● TASK DIRECTIONS:
Answer these questions from the abstract on pegylated interferon α in multivesicular liposomes:
1. What molecular weight of methoxy-polyethylene glycol was conjugated to interferon α?
2. What was the relative in vitro anti-viral activity of pegylated interferon α-2a compared with unmodified IFN α?
3. What share of native IFN α was released in the initial burst from the multivesicular liposomes?

● EXERCISE PASSAGE:
────────────────────────────────────────

Pegylated Protein Encapsulated Multivesicular Liposomes: A Novel Approach for Sustained Release of Interferon α

Abstract

Hepatitis C viral chemotherapy suffers from a relatively short half-life of the interferon α-2a (IFN α). To address this issue, we investigated the effects of polyethylene glycol modification and their subsequent encapsulation in multivesicular liposomes (MVLs), on the release properties of IFN α. In the present study, interferon-α was conjugated with methoxy-polyethylene glycol (mPEG, MW 5000). Prepared IFN α-mPEG5000 conjugate (IFN α-mPEG5000) was purified with size exclusion chromatography. The relative in vitro anti-viral activity of pegylated interferon α-2a was found to 87.9% of the unmodified IFN α. Pegylated IFN α encapsulated multivesicular liposomes were prepared by double emulsification technique followed by evaporation of organic solvents from chloroform ether spherules suspended in water. Prepared MVLs were then characterized for shape, size, vesicle count, encapsulation efficiency, and in vitro release rate. In process stability studies of pegylated IFN α protein exhibited better stability when exposed to chloroform: diethyl ether (1:1 ratio) mixture as well as variable vortexing time as compared to native IFN α. Relatively high percentage of encapsulation of protein (∼75%) was achieved. In vitro release profile of pegylated IFN α-mPEG5000 containing MVLs in the PBS showed lower initial burst release with sustained and incomplete release over a period of 1 week. In contrast, native IFN α entrapped MVLs were observed as higher initial burst release, i.e., nearly 35% followed by almost complete release. The results confirmed the possibility of multivesicular liposomes as a long-acting or sustained-release delivery system using a combination of pegylation and encapsulation technique for controlled delivery of interferon α.

────────────────────────────────────────

[Dataset entries]
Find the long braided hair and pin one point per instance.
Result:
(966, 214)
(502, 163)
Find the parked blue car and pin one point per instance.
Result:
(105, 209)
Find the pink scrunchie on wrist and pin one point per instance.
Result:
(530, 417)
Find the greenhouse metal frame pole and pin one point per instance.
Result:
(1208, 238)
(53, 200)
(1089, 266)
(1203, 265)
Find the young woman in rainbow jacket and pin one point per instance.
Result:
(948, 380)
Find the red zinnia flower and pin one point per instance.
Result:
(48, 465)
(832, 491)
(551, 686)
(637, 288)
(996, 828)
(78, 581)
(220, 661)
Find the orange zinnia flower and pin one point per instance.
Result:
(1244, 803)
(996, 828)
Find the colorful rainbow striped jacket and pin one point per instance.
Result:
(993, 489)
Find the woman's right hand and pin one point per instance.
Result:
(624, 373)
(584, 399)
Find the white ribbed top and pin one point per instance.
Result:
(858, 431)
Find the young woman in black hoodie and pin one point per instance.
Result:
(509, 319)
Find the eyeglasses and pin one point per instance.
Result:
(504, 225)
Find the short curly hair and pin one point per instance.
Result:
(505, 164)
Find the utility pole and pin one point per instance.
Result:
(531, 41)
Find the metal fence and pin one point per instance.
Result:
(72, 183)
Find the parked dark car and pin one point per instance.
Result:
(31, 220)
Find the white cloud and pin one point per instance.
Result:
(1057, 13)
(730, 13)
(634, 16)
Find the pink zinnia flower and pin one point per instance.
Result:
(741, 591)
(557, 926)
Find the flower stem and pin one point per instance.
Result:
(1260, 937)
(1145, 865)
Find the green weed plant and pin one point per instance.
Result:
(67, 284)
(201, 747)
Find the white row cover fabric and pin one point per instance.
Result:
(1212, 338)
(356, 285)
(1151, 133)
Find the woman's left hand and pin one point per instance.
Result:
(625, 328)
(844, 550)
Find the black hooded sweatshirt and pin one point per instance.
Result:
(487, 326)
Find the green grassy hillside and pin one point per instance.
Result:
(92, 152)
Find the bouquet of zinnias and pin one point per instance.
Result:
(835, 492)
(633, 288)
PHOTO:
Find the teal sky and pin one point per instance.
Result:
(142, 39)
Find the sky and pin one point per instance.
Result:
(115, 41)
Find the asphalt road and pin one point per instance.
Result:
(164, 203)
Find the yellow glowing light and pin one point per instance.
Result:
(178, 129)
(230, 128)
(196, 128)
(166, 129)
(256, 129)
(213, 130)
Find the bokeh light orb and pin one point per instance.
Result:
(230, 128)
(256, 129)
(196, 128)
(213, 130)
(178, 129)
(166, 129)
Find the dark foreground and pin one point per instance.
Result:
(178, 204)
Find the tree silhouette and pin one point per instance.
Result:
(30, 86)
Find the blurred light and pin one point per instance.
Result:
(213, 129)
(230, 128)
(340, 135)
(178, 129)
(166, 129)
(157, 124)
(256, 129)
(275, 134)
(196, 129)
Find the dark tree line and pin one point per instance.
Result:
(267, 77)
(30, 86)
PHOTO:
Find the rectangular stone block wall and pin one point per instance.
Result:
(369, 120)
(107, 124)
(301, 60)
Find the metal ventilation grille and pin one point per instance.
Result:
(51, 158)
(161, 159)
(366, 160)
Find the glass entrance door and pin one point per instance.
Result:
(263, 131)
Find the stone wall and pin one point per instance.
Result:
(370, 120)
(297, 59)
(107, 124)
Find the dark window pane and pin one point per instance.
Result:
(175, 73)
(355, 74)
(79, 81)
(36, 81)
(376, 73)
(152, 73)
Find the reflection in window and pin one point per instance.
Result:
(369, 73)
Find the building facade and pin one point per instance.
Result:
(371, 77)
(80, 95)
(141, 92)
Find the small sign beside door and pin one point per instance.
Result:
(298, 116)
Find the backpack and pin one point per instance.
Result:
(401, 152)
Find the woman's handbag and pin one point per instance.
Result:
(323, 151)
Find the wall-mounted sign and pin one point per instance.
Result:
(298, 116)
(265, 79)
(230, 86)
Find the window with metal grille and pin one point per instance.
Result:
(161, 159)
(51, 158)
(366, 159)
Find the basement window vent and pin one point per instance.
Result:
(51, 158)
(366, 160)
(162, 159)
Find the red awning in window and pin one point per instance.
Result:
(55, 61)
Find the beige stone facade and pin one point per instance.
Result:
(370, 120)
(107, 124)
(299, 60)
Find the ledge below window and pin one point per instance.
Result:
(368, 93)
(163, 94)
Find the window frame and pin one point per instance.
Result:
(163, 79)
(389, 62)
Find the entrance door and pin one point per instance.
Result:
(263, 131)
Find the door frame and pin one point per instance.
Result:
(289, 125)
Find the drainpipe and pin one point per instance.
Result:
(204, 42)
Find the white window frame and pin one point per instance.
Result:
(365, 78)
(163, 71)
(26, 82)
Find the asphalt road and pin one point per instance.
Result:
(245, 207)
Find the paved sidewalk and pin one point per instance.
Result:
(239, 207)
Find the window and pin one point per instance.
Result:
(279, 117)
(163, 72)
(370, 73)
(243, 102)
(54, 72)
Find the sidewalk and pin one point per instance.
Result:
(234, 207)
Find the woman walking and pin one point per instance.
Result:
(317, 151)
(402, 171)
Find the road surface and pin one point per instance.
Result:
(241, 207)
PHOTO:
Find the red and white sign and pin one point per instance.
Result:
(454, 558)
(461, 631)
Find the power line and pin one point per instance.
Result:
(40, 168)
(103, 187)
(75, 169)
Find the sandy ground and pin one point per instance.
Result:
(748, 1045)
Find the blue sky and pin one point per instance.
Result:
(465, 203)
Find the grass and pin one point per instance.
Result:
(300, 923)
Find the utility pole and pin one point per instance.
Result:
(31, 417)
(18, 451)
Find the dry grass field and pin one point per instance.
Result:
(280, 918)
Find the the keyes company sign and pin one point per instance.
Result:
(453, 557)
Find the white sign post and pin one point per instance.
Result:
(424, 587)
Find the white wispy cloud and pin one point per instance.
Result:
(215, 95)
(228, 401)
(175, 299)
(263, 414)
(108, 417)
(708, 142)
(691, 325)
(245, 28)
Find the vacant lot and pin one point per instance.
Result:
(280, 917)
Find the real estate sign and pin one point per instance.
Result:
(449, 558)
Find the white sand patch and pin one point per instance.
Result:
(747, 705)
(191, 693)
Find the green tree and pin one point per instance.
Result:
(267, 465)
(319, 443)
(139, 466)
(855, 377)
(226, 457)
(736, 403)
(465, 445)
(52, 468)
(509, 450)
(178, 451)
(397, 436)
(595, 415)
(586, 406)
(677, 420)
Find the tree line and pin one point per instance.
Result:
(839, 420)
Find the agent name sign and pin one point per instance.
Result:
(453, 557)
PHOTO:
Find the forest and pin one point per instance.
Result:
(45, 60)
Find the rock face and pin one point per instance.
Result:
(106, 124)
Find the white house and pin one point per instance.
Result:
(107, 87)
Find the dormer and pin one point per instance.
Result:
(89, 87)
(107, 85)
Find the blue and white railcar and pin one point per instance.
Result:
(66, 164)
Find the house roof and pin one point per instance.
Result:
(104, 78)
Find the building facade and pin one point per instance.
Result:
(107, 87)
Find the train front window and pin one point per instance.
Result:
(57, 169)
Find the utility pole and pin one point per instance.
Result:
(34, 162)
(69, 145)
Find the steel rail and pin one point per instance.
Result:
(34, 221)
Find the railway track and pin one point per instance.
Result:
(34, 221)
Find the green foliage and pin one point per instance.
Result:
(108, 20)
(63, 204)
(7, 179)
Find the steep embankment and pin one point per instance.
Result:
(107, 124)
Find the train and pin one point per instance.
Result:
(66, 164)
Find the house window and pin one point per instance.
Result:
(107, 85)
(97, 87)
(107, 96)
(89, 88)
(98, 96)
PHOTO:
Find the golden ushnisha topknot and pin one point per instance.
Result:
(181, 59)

────────────────────────────────────────

● EXERCISE SOLUTION:
1. 5000 (mPEG, MW 5000)
2. 87.9%
3. Nearly 35%